> _İstek A_: Arap Baharı üzerine yazıda "bahar" denince akla gelen şenlikli görüntüde hangi şeyler sayılıyor? Hepsini sırala.

> _Verilen metin_:
+ + + + + + +

Daha o kadar çok kitap var ki şimdilik bu kadar:))
     Bu arada çok önemli hatırlatma yakında kitap fuarı geliyor:))

SERENAD


Serenad: Max ile Nadia’nın hikayesi gibi görünürken aslında bütün
insanlık tarihinin hikayesi… Yani filler ve çimenin hikayesi.
Belki şimdi kitaptan birkaç anekdot ile kitabı anlatmam gerekir fakat ben tam da bugünden bugünün çimlerinden söz etmek istiyorum.
Bugün haberlerde süregelen bir ‘Arap Baharı’ndan söz edilir oldu. Bahar denince bizim hemen çağrışım kanallarımız açılır ve çiçekler, kelebekler, cıvıldaşan kuşlar, oradan oraya koşuşan çocuklarla birlikte ilkokulda mevsim şeridinin dörtte birine yayılan şenlikli bir görüntü belirir aklımızda. Ne hoş şey doğrusu:) Şimdi Arap baharı da bu durumda pek şenlikli olsa gerek maalesef değil! Arap baharı denilen şey halkın küçüklü büyüklü protestolarından bazı ülkelerde ise iç savaştan ibaret olan kısım için söylenmiş bir sözcük.Elbette bu baharın kaç can aldığı istatistiklerde rakamlardan ibaret kalıyor. Hiçbir rakam tek bir gözyaşı damlasının hakkını veremiyor. Bu ‘Bahar’ sözcüğü ise bizde uyanan o hoş duygulara hiç benzemiyor. Öyleyse uyanık siyasilerimiz neden seçti bu sözcüğü iyi düşünmek lazım.
Daha yaklaşıp da ülkemize bakacak olursak artık gün geçmiyor ki bir yerlerde bomba patlamasın yahut birileri kaçırılmasın. Yazık ki dünyanın bir başka bölgesindeki göz yaşları buradan bakınca ‘BAHAR’ diye adlandırılıyor. Peki buradaki ölümler istatistikler de mi bahar? Burada ölümün ardından dökülen gözyaşları, annelerin, eşlerin, çocukların çığlıkları da mı bahar? Maalesef yazı acıları tarifte oldukça yetersiz kalıyor. Medyada ise verilenler rakamlardan ibaret kalıyor.

+ + + + + + +

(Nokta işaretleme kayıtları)
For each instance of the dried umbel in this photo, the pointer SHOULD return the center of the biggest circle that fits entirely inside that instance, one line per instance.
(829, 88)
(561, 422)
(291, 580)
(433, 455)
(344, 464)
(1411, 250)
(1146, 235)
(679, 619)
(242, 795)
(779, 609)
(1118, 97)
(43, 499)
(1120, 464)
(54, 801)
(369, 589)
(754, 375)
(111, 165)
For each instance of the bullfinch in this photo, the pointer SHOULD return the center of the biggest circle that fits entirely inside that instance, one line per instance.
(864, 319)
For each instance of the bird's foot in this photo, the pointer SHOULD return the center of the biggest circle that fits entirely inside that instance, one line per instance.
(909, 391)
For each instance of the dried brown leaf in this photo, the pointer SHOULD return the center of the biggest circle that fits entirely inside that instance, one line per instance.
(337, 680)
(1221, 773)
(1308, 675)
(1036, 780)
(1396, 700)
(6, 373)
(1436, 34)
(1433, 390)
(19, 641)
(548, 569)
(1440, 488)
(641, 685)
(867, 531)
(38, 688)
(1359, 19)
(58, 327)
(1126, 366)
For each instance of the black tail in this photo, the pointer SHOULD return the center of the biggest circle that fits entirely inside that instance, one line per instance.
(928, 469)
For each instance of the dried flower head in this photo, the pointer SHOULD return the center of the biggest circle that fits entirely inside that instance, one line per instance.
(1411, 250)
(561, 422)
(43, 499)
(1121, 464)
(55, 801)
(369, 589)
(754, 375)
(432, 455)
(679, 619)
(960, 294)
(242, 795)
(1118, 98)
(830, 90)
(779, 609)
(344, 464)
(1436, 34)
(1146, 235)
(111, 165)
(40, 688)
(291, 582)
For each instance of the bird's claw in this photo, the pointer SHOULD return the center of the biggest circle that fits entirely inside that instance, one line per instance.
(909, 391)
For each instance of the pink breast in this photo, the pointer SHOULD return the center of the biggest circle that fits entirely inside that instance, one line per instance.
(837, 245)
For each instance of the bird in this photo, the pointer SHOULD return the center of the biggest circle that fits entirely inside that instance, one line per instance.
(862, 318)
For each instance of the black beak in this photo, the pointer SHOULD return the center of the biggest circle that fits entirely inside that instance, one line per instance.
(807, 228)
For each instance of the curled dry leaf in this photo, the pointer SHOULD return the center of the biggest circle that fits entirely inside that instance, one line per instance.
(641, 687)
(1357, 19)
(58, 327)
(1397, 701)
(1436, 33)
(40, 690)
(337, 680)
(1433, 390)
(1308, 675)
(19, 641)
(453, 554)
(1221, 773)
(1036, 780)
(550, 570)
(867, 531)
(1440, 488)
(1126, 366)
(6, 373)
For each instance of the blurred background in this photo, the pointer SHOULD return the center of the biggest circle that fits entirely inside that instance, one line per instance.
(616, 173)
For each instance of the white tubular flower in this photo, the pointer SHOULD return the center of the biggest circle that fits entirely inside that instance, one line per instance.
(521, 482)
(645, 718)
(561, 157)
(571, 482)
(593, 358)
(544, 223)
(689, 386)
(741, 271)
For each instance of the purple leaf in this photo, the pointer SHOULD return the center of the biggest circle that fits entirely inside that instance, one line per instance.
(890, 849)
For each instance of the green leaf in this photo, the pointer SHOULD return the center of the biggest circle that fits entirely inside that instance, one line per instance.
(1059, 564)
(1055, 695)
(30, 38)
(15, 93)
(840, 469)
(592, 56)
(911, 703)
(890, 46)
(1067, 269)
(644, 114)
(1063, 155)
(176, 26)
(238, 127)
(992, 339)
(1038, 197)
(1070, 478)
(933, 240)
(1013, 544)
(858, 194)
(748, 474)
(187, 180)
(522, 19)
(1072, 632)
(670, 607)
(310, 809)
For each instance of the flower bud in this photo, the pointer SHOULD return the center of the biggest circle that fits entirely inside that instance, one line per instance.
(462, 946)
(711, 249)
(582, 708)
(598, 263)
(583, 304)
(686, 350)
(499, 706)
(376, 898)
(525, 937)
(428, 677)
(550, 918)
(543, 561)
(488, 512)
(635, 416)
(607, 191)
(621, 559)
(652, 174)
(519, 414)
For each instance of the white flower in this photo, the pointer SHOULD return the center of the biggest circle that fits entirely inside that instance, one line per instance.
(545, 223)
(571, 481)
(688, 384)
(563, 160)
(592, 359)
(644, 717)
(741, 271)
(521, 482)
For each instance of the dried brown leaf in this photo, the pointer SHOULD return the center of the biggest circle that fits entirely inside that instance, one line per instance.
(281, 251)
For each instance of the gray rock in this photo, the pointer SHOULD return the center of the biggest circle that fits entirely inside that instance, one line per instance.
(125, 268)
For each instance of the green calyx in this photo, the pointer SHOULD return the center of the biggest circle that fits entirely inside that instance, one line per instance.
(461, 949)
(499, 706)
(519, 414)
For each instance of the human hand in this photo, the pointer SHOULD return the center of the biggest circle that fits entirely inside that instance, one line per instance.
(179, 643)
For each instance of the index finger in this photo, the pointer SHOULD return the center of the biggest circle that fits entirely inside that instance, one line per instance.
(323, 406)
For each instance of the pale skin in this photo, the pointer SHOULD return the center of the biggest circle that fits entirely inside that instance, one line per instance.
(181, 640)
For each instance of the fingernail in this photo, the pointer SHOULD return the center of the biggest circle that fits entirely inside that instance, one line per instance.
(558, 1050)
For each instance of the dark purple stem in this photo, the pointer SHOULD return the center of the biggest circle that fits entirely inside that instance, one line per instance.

+ + + + + + +

> _İstek B_: Kayıtlardaki satırları, "For each instance of the human" ifadesinin geçtiği satırdan başlayarak "(558, 1050)" ifadesinin geçtiği satır dahil olmak üzere hiç değiştirmeden kopyala.

> _Tamamlanmış yanıt A_:
- çiçekler
- kelebekler
- cıvıldaşan kuşlar
- oradan oraya koşuşan çocuklar

> _Tamamlanmış yanıt B_:
For each instance of the human hand in this photo, the pointer SHOULD return the center of the biggest circle that fits entirely inside that instance, one line per instance.
(179, 643)
For each instance of the index finger in this photo, the pointer SHOULD return the center of the biggest circle that fits entirely inside that instance, one line per instance.
(323, 406)
For each instance of the pale skin in this photo, the pointer SHOULD return the center of the biggest circle that fits entirely inside that instance, one line per instance.
(181, 640)
For each instance of the fingernail in this photo, the pointer SHOULD return the center of the biggest circle that fits entirely inside that instance, one line per instance.
(558, 1050)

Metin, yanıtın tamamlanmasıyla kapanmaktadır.